> _Excerpted text_
-- -- --
Not quite sure what you were expecting me to find in the reference manual that I didn't already mention in my post. In the three pages in the LPC15xx manual there is very little other the connection diagram and the fact that both pins have pullups. It doesn't even say that SWCLK is only an input and SWDIO is bidirectional. Most of my information came from ARM's white paper on the subject.

At least I'm glad that NXP has stopped recommending a pullDOWN on SWCLK - that would really trash the noise immunity especially if you happened to get the same resistance as the internal pullup.

Anyway, I pursued my experiments a little further, and added a schmitt trigger to the SWCLK input. I tried a 74LVC1G17 and also a pair of gates from a 74HC14. The result was astounding. On my not-too-well-tracked board the error rate dropped from 65% to ZERO. Not a single programming failure in 100 attempts (no difference between 1G17 and HC14)
-- -- --
> _Requests_
• a. Decide whether each statement agrees with the post about the SWCLK pin, answering yes or no and quoting the words that settle it: (i) the LPC15xx manual states that SWCLK is only an input; (ii) adding a schmitt trigger to the SWCLK input brought the error rate down to zero; (iii) the 74LVC1G17 gave better results than the 74HC14.
• b. Write the next few sentences of the post about the SWCLK pin, picking up after its final sentence.

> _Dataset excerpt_
-- -- --
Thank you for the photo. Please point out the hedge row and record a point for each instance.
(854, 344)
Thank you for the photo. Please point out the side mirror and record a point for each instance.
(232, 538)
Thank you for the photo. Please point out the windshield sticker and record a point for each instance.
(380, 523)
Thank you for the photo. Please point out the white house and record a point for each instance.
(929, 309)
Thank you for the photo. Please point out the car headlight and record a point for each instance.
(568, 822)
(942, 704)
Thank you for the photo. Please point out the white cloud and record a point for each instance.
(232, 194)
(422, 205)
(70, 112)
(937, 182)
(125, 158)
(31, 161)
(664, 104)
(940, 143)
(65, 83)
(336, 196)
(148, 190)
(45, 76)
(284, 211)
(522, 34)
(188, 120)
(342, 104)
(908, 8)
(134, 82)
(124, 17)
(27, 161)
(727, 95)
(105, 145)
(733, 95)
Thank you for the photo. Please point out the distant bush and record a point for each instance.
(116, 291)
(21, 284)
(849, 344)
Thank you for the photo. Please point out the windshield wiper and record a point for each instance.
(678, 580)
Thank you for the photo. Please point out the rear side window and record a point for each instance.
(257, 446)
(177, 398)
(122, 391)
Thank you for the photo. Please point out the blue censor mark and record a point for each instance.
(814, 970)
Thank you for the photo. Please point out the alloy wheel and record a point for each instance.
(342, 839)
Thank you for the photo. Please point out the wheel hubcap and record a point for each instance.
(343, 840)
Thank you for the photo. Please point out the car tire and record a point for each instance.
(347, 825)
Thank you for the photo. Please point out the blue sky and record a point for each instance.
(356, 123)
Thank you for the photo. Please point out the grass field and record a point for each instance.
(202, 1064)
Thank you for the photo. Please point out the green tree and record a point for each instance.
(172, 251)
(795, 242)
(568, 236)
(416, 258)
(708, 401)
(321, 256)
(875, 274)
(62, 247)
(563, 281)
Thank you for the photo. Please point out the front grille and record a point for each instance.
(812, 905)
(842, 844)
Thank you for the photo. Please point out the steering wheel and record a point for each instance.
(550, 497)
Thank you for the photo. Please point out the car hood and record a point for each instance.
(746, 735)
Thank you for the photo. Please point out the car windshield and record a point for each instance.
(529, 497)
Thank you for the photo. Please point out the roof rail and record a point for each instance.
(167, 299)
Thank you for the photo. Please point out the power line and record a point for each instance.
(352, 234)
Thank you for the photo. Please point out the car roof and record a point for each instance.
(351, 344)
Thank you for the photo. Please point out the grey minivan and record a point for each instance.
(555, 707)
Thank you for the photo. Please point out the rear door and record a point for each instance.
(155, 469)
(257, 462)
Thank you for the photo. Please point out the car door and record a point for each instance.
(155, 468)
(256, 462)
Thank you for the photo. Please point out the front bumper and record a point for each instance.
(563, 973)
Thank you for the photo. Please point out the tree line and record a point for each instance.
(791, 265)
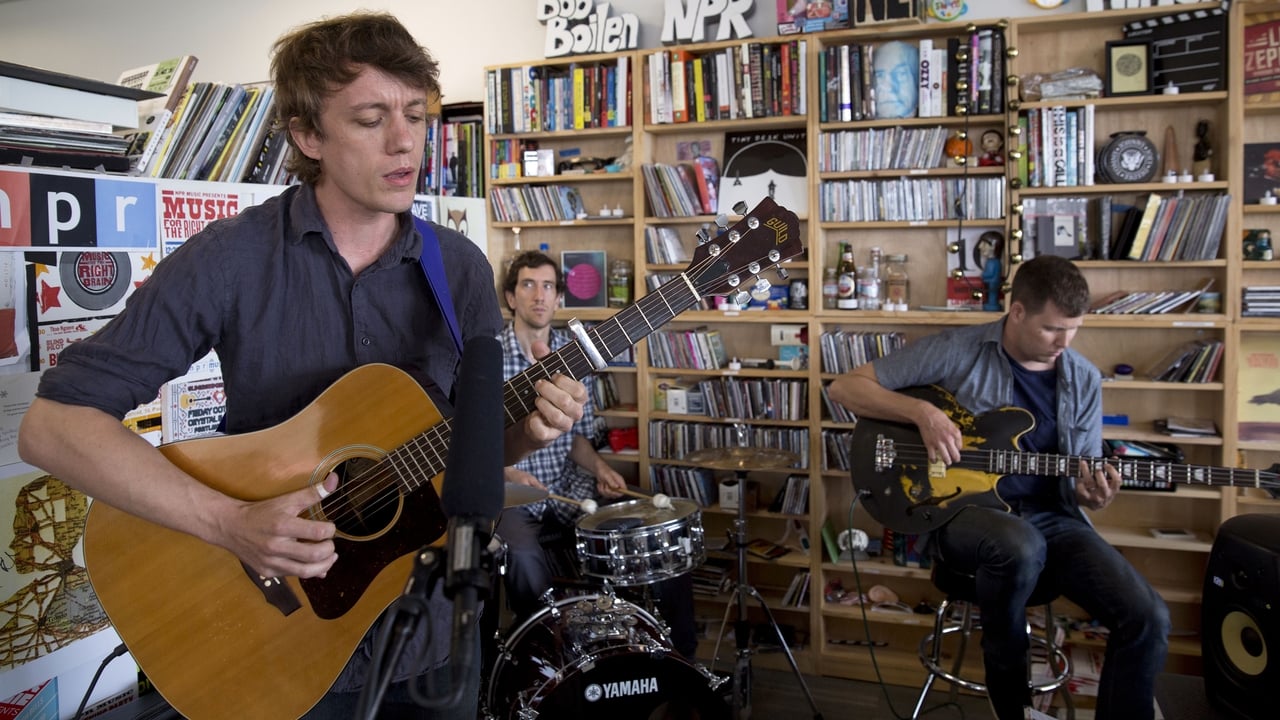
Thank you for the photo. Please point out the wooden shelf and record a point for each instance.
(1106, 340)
-- -- --
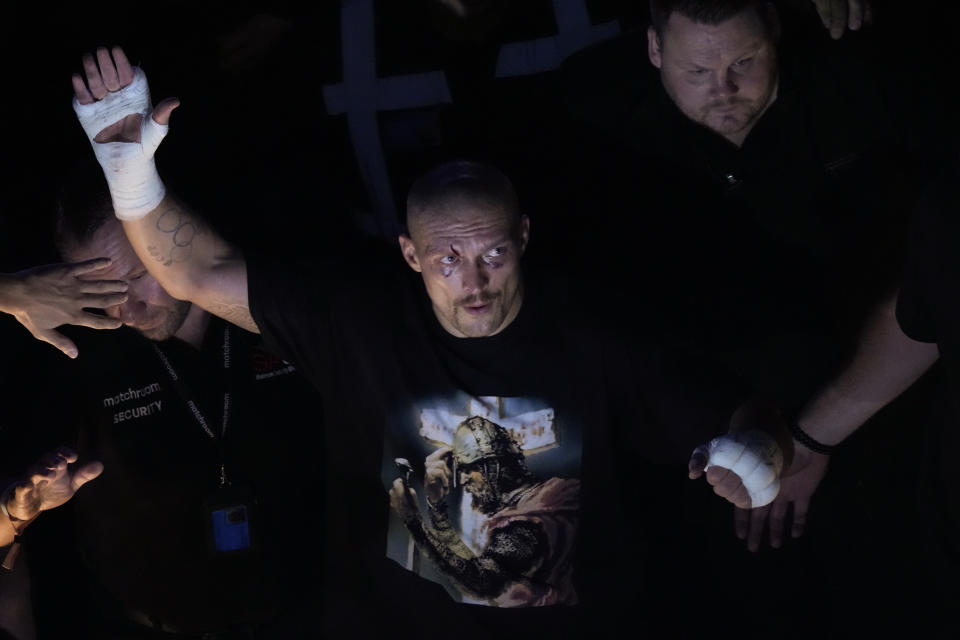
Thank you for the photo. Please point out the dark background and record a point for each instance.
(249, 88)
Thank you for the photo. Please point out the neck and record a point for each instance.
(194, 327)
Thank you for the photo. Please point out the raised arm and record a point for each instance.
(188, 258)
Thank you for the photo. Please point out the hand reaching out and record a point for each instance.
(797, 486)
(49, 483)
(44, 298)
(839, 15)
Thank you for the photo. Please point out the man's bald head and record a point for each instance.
-- -- --
> _Exercise answers_
• a.
(i) No: "It doesn't even say that SWCLK is only an input and SWDIO is bidirectional."
(ii) Yes: "the error rate dropped from 65% to ZERO."
(iii) No: "(no difference between 1G17 and HC14)"

• b.
I then extended the lead beyond the standard 150mm. Not a single failure with a 1 metre lead between LPC-LINK and targert. Still no failures at 3 metres. Beyond that the bulk capacitance of the cable on the un-buffered SWDIO line became a problem and errors crept in.

Next to try it on the circuit with the noisy-switched-mode supply!

Hysteresis seemed to solve the problem, and pin PIO0_18 has a hysteresis option, but I'll bet you a pound to a penny that it's not switched on during SWD operation. Though I wonder if I set bit 5 of the IOCON register in my software, will the hysteresis remain switched on for the next time it is programmed?

Note to anyone else who wants to try this: Your SWCLK input (the input to the 74LVC1G17) will now need a pulldown resistor. I used 3.3kΩ. The value doesn't matter too much as the connection is too short to be regarded as a transmission line so it isn't technically a "terminator".